*PROBLEM TO SOLVE*.
Please transcribe exactly, and only, the lines of the data below between the line holding "Identify the target" and the line holding "negative clicks: (625, 17) (533, 219)", inclusive.

(Stored items)
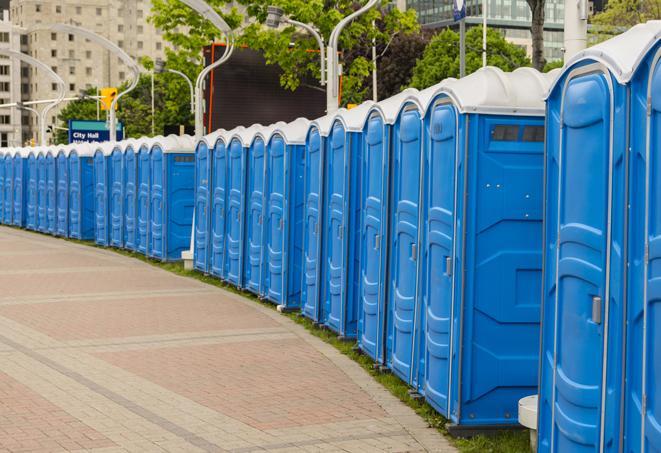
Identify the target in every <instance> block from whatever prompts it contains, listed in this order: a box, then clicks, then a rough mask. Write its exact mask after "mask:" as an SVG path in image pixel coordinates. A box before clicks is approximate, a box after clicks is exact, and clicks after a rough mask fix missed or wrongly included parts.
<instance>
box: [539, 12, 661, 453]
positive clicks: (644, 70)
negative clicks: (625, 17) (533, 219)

---

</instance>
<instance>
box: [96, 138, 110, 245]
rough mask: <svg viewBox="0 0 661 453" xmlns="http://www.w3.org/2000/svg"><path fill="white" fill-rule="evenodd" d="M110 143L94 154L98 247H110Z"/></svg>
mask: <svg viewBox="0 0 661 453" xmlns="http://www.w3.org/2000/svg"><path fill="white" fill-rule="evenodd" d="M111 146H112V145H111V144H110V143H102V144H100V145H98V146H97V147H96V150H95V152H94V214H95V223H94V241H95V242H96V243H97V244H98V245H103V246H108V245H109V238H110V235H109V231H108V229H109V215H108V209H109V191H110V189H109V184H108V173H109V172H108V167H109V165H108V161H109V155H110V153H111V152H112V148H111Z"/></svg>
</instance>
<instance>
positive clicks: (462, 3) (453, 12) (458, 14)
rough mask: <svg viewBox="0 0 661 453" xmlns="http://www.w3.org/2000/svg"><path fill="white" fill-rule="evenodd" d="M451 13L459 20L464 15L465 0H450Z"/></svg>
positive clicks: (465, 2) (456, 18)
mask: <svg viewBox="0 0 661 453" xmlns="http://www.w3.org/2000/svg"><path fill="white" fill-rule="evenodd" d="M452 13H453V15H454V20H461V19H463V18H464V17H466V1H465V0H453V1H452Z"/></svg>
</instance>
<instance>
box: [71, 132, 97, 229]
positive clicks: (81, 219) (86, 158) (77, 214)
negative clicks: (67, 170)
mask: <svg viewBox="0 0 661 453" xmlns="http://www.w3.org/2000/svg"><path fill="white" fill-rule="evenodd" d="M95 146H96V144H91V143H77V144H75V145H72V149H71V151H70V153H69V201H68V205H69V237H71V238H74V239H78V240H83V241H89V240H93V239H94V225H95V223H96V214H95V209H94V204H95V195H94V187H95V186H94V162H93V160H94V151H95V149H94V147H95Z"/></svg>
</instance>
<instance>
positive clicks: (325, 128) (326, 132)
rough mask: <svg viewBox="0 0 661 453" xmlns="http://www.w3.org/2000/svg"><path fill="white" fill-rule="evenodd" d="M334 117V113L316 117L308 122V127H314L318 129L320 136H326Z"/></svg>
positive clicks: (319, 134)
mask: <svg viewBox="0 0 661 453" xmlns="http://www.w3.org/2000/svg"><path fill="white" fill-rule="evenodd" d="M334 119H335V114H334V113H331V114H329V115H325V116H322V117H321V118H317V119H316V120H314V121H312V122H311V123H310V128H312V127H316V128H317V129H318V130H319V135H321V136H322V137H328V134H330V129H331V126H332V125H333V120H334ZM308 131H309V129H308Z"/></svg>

==

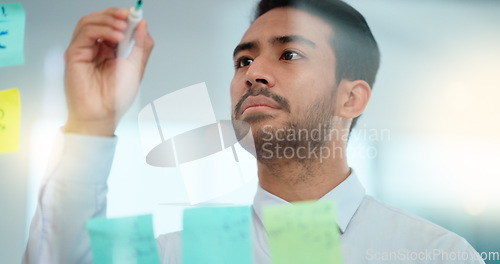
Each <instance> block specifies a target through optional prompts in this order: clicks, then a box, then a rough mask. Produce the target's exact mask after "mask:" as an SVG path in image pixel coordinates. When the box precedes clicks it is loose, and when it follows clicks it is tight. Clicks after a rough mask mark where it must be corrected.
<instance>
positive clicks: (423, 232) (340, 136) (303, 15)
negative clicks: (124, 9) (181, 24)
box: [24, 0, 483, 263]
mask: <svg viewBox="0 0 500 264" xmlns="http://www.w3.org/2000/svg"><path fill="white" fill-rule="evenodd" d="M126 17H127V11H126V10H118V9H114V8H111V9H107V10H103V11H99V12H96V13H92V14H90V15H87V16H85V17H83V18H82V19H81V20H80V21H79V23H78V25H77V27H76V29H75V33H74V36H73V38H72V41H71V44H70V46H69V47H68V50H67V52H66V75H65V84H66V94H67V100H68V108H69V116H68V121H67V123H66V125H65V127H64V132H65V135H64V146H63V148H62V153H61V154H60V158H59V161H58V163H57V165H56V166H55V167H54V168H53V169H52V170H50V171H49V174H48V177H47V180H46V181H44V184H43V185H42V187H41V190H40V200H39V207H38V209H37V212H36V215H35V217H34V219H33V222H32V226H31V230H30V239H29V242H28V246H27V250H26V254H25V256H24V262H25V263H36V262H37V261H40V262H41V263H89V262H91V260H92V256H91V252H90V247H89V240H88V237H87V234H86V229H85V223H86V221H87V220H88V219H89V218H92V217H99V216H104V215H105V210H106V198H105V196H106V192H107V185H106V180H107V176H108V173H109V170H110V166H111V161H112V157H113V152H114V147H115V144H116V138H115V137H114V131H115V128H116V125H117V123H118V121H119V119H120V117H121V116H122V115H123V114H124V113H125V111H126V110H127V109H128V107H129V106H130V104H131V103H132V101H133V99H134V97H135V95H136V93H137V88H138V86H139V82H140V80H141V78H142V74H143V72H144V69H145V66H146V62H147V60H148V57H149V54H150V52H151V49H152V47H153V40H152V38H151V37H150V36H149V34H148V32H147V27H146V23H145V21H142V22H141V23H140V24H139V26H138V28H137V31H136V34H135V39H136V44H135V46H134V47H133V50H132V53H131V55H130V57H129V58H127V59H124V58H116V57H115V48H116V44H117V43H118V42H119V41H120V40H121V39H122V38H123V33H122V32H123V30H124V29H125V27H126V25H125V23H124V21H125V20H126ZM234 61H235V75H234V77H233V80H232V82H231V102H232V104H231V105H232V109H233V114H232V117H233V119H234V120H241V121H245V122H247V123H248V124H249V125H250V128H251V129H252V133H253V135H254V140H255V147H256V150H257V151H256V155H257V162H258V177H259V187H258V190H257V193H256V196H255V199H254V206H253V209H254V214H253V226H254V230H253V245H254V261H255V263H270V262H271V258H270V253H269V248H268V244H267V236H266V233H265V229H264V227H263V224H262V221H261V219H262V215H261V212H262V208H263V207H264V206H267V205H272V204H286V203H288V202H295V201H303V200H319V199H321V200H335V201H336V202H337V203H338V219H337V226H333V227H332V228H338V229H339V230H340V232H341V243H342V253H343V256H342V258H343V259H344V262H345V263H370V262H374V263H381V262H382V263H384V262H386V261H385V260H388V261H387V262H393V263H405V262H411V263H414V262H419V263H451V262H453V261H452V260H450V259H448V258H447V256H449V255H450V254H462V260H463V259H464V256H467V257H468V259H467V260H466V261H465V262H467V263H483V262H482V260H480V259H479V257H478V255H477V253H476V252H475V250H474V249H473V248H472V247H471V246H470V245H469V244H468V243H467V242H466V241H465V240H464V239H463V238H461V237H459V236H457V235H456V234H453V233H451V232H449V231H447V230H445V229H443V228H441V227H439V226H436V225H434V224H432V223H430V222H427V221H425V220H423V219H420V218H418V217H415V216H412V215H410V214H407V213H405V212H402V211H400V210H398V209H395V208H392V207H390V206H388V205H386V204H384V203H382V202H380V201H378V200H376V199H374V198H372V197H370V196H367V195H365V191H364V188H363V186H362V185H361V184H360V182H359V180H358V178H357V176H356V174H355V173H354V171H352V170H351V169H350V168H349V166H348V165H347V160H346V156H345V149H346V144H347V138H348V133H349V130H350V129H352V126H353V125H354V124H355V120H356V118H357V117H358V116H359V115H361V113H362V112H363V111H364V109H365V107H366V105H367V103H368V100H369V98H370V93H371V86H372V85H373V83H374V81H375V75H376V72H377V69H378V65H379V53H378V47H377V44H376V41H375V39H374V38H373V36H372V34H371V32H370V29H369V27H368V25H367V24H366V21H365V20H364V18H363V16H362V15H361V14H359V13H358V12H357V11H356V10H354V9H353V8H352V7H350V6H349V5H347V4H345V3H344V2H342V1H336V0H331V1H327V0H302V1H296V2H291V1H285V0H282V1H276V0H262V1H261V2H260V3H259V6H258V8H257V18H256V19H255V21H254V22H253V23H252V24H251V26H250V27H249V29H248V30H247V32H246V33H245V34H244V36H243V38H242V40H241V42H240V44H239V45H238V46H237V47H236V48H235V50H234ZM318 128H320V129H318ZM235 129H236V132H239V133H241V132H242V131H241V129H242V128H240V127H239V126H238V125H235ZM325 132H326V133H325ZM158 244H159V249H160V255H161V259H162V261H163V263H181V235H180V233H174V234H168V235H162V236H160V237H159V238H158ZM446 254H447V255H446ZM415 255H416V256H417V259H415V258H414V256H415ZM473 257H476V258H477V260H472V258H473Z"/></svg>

*EXERCISE OUTPUT*.
Identify the target in every <instance> block from whatever prompts it contains, listed in this order: a box, then clicks, then a rough mask. Write its exact mask after "mask:" as an SVG path in image pixel coordinates. A box before clicks is approximate, a box after clicks is exact, and clicks after a rough mask fix missed or wrongly included parts.
<instance>
box: [539, 12, 661, 453]
positive clicks: (644, 70)
negative clicks: (625, 17) (533, 219)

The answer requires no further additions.